Exercise description
Exactly reproduce the line containing "this sample: (916,28)." and all later lines to the end of the entries, leaving the pictures out of your copy.

Stored data
==================================================

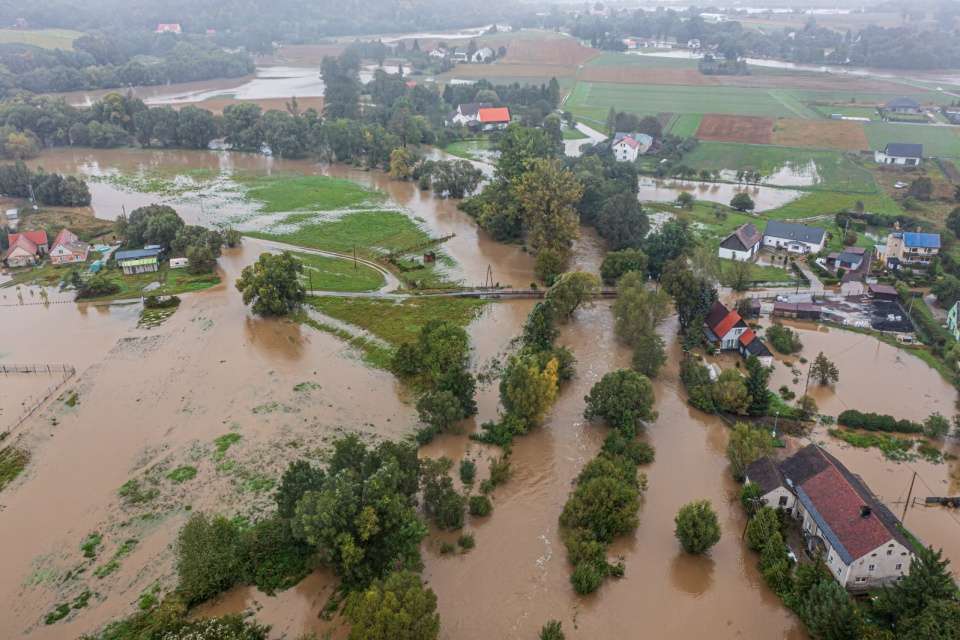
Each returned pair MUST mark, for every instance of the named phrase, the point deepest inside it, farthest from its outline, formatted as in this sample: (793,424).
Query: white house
(901,154)
(627,147)
(857,536)
(795,238)
(743,244)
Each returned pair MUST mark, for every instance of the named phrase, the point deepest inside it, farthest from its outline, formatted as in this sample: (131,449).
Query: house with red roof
(67,248)
(842,521)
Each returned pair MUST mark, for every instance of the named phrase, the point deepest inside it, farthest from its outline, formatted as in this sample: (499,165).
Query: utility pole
(909,494)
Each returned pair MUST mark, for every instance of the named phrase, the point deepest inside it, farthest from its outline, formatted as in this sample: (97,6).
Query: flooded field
(152,400)
(766,198)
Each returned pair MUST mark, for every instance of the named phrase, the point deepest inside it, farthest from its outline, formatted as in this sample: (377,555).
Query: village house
(795,238)
(67,248)
(841,520)
(910,249)
(903,106)
(727,331)
(628,146)
(146,260)
(900,154)
(743,244)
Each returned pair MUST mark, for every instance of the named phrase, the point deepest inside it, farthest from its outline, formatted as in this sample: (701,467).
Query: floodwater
(153,400)
(765,198)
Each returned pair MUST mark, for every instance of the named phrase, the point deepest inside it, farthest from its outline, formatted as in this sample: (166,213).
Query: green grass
(685,125)
(43,38)
(936,141)
(12,463)
(306,193)
(335,274)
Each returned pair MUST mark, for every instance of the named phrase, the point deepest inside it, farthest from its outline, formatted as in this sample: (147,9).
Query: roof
(494,114)
(903,103)
(923,240)
(904,150)
(765,474)
(743,238)
(36,237)
(795,232)
(136,254)
(834,498)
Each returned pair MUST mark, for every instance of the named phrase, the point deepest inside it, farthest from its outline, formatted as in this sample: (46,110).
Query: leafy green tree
(273,284)
(929,581)
(617,263)
(823,370)
(762,527)
(397,608)
(747,444)
(697,527)
(570,292)
(552,630)
(623,399)
(758,377)
(829,613)
(742,202)
(208,557)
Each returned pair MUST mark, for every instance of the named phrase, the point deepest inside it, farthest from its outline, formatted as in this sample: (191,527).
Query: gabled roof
(494,114)
(921,240)
(904,150)
(795,232)
(744,238)
(38,238)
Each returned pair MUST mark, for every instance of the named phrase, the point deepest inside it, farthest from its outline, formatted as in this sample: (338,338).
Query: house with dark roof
(743,244)
(842,521)
(900,154)
(795,238)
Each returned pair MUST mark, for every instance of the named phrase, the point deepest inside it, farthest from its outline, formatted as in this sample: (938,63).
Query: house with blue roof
(911,249)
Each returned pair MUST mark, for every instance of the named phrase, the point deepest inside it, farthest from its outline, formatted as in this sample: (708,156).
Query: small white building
(794,238)
(900,154)
(858,537)
(627,147)
(743,244)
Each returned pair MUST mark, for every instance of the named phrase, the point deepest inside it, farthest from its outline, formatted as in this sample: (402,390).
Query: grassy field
(332,274)
(836,171)
(393,322)
(936,141)
(313,193)
(43,38)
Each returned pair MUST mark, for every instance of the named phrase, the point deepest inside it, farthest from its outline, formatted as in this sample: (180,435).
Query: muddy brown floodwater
(153,400)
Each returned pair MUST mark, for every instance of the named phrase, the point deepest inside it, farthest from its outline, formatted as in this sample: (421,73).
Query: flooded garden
(235,398)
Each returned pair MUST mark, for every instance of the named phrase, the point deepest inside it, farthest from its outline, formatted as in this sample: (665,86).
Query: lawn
(936,141)
(837,172)
(306,193)
(43,38)
(333,274)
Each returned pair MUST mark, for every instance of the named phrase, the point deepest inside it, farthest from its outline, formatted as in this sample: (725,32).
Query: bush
(697,527)
(877,422)
(480,506)
(784,339)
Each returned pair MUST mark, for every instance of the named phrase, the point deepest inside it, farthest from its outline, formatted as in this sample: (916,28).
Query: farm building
(900,154)
(795,238)
(841,520)
(742,244)
(68,248)
(628,146)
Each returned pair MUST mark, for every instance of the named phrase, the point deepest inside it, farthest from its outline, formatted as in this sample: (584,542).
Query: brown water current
(153,400)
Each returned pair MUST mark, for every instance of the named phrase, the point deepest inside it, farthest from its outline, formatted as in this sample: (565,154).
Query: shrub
(697,527)
(480,506)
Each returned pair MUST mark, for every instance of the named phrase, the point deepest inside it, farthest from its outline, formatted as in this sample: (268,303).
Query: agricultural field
(43,38)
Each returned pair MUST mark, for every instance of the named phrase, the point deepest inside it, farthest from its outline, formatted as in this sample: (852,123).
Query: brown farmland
(748,129)
(824,134)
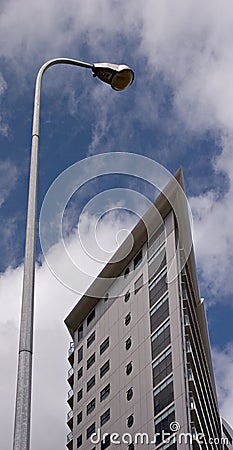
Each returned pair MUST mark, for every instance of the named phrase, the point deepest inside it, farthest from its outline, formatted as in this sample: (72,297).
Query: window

==================================================

Response to the exercise
Each returned pair MUST mark, for every instance of the named phrase, the point deepest inside it, farthest from its outline, formatted as in this sample: (916,28).
Query: farm building
(900,154)
(795,238)
(841,520)
(742,244)
(68,248)
(628,146)
Each returned pair MUST mark, for every instance of the named phrase, the point deepest inside it, farthest from its outline, formatted as in this sample: (584,542).
Query: brown water current
(153,400)
Each returned pair MUST mark, for every instance of the named phrase, the point deepest inside it, farthest from its outline, formatted as in this sample: (565,154).
Query: shrub
(697,527)
(480,506)
Each returned pair MUST mark, for every instance of the named phrase, the point deepest inside it, farthest from its outline, formatted as in this sample: (268,303).
Query: agricultural field
(43,38)
Each returned pair MUST mark, for every instance of the named phrase, the point deepest inside it, farthest from its outline, formatted as in this sample: (852,123).
Query: brown farmland
(748,129)
(824,134)
Each returned pair MUST mark, for every instance of the named phrase, the point deepest inside it, farthest from its outline, formatted as in this sample: (72,297).
Query: window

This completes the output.